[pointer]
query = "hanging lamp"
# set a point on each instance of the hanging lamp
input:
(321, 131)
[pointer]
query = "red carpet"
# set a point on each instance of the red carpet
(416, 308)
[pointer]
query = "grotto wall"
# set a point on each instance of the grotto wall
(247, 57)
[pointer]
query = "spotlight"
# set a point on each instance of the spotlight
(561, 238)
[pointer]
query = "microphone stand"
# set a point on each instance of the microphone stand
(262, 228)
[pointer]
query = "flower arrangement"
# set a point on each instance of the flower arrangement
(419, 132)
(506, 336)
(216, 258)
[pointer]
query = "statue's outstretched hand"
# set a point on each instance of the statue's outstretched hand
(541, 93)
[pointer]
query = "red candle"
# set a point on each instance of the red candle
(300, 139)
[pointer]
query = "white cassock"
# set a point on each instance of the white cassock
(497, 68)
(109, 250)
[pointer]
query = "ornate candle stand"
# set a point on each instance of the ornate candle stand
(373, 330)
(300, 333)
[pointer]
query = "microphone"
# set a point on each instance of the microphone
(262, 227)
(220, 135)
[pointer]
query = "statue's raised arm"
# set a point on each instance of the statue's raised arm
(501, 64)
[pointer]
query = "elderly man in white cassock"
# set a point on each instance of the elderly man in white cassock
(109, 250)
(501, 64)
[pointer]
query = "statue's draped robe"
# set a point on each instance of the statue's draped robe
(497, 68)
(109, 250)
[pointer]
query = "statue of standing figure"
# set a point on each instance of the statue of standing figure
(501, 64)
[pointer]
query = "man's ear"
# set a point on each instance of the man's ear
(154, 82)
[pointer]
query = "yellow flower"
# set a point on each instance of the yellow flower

[What you will do]
From the first line through the last, repeat the entries exactly.

[Solution for this task]
[pointer]
query = "hanging lamp"
# set a point on each instance of the hanging lamp
input:
(321, 131)
[pointer]
query = "red carpet"
# set a point on each instance of the red carpet
(416, 308)
[pointer]
query = "grotto wall"
# set a point on each instance of the grotto wall
(247, 57)
[pointer]
query = "spotlight"
# set a point on each instance of the spotlight
(561, 238)
[pointer]
query = "microphone stand"
# set a point on each instance of the microphone stand
(262, 228)
[pointer]
query = "flower arrangement"
# set a point on each instance of the flower arrangement
(419, 132)
(506, 336)
(216, 258)
[pointer]
query = "statue's outstretched hand"
# set a point on each instance of the statue's outstretched hand
(541, 93)
[pointer]
query = "red candle"
# set a point on each instance of the red candle
(300, 139)
[pointer]
query = "white cassock"
# set a point on each instance of the white cassock
(497, 68)
(109, 250)
[pointer]
query = "ornate candle stand"
# set a point on each instance of the ornate candle stand
(373, 330)
(300, 333)
[pointer]
query = "microphone"
# set a point on each instance of the microphone
(262, 227)
(220, 135)
[pointer]
query = "statue's raised arm"
# set a point on each instance of the statue's raised arm
(501, 64)
[pointer]
query = "elderly man in white cassock"
# set a point on each instance of the elderly man in white cassock
(109, 250)
(501, 64)
[pointer]
query = "statue's draped robe"
# set a point on each instance of the statue's draped robe
(497, 68)
(109, 250)
[pointer]
query = "statue of standing figure"
# set a point on each instance of the statue of standing figure
(501, 64)
[pointer]
query = "man's ear"
# set a point on each instance of the man's ear
(154, 82)
[pointer]
query = "yellow flower"
# set a point on each instance of the yellow flower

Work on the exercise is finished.